▶ BRIEF
Print verbatim every line starting at the one that contains "Exercise. Put one marker on every instance of the reflection" and ending at the final line of the records; include both endpoints.
::: DATASET
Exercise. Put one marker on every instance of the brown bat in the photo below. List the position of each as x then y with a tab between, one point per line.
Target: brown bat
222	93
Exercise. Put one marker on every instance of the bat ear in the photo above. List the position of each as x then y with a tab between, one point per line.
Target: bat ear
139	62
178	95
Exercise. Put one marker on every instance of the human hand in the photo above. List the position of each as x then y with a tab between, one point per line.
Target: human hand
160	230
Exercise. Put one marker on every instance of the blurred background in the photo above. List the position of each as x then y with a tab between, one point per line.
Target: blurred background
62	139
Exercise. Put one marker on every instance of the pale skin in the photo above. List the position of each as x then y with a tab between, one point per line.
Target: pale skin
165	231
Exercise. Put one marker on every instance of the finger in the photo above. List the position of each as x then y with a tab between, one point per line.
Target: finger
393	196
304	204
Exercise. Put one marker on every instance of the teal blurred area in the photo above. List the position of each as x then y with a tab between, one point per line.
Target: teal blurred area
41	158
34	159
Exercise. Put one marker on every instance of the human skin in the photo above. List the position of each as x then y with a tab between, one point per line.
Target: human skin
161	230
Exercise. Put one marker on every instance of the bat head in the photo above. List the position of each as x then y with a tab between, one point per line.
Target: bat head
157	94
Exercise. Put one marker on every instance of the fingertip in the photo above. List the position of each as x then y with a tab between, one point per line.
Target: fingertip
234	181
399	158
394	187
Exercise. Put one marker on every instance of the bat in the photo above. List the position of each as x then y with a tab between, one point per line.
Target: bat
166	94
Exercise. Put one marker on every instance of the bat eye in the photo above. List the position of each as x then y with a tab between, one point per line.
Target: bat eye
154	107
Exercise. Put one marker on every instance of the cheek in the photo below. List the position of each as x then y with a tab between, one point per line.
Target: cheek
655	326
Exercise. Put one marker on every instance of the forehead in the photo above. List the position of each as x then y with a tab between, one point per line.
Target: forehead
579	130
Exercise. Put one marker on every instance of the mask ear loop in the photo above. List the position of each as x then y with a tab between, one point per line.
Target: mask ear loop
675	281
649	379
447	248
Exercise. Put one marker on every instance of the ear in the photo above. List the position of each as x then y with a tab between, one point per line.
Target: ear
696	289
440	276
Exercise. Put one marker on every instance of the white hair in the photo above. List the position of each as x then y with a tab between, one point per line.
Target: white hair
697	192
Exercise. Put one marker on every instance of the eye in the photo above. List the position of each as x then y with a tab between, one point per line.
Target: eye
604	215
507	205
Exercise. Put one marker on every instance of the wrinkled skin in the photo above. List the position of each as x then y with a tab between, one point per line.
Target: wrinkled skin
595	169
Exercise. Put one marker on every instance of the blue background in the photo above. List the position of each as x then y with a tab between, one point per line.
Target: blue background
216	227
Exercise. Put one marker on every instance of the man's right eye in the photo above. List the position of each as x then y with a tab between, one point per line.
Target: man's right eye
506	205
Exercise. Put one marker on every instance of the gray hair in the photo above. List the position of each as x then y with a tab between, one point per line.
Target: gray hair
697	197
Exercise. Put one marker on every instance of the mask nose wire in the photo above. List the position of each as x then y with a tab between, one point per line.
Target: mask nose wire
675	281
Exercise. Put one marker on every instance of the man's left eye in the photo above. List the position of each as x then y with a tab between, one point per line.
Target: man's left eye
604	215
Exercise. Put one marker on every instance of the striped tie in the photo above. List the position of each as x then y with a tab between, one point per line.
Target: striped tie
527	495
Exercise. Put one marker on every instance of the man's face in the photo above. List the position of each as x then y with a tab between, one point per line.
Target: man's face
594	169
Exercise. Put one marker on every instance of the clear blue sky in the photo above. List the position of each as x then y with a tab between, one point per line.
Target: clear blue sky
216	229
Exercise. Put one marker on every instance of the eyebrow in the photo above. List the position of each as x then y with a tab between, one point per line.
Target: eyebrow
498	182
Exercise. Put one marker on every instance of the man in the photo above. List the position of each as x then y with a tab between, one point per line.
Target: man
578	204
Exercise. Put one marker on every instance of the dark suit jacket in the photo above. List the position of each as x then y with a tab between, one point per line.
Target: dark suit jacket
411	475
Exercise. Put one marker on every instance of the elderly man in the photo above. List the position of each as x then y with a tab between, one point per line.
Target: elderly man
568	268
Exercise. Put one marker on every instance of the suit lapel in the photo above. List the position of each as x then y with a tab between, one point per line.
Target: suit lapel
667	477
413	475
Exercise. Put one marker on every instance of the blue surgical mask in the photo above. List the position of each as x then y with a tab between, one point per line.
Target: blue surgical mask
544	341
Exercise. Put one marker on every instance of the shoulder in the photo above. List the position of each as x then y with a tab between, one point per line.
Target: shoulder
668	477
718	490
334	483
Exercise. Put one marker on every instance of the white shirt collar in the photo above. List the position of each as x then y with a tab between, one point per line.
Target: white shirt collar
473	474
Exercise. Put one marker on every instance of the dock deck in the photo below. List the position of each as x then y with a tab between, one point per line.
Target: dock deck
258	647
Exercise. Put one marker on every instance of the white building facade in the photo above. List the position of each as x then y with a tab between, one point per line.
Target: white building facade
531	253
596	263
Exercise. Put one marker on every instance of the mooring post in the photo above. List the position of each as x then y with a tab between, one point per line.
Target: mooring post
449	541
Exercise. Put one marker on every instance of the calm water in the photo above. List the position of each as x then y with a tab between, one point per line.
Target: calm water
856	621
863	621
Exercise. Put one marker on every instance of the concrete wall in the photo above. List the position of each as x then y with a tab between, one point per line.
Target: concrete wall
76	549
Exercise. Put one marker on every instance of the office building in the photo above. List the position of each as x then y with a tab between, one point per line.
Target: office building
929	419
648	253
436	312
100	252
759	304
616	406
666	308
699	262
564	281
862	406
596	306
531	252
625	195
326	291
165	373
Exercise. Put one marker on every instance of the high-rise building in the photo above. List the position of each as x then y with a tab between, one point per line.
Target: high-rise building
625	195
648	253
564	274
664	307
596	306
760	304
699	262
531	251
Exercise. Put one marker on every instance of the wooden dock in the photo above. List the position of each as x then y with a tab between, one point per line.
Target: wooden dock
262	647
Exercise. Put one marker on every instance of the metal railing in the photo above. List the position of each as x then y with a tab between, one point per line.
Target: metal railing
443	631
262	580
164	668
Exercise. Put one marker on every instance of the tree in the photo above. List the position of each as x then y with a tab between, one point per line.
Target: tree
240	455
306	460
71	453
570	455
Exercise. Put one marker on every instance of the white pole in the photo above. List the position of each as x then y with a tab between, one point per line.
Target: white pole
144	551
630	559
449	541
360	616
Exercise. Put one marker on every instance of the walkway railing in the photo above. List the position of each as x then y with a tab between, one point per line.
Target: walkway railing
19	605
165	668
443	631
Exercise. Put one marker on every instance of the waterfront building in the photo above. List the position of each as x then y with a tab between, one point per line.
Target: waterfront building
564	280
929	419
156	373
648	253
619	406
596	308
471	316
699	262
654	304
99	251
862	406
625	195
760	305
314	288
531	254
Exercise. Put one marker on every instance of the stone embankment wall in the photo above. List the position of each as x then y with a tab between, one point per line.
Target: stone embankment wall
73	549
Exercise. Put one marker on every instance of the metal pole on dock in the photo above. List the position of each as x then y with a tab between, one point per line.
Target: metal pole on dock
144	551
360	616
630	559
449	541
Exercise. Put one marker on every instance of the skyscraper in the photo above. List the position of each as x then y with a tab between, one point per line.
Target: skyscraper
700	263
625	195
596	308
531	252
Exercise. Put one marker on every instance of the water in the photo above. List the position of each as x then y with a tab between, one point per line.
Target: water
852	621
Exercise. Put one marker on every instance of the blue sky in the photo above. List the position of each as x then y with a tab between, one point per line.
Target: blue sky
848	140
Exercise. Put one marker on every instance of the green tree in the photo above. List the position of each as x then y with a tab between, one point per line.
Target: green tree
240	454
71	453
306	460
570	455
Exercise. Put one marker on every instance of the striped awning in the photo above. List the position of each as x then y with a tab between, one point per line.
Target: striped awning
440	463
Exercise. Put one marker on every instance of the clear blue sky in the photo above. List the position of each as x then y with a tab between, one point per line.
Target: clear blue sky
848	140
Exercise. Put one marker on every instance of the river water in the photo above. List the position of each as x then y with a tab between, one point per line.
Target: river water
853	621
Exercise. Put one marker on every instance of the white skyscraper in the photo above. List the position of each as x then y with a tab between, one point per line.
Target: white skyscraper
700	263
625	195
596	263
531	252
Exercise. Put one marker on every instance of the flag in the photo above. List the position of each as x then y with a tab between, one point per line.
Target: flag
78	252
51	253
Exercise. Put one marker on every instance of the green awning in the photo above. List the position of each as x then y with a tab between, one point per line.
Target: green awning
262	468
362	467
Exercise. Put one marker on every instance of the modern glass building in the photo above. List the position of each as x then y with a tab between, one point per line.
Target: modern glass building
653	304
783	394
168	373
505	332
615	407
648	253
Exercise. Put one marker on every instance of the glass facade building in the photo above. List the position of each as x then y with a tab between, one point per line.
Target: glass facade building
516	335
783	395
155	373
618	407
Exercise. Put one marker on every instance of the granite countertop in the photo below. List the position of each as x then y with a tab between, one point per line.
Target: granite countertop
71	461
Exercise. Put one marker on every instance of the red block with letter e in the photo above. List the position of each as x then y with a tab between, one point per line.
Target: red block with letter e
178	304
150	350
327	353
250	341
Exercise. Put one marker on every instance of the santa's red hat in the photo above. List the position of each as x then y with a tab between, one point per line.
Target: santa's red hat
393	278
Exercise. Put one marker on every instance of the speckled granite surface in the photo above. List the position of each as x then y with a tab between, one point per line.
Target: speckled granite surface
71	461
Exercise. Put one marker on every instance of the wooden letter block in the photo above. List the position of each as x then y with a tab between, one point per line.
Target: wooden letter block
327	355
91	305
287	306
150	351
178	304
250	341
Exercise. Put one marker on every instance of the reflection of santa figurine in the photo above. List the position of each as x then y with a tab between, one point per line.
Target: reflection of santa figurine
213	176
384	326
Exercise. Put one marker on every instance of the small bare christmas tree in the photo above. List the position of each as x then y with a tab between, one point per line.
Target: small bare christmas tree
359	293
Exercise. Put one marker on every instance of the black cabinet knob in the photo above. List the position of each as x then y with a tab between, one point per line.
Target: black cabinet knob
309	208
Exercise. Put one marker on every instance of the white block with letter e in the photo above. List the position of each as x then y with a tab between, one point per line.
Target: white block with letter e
::::::
▶ COMPLETE RESPONSE
Exercise. Put one marker on every instance of the reflection of santa figurine in the photo above. List the position of each as x then y with a tab between, one point per line.
Target: reflection of santa figurine
213	176
384	326
Exercise. Put one marker on every instance of the small bare christmas tree in the photo above. List the position of each as x then y with a tab between, one point per line.
Target: small bare christmas tree
359	293
Exercise. Put one marker on every instance of the black cabinet knob in the photo above. List the position of each as x then y with a tab between, one point per line.
Target: black cabinet knob
309	208
Exercise. Put one marker on every instance of the white block with letter e in the photo above. List the position of each as x then y with a tab between, one point per line.
Target: white block with letter e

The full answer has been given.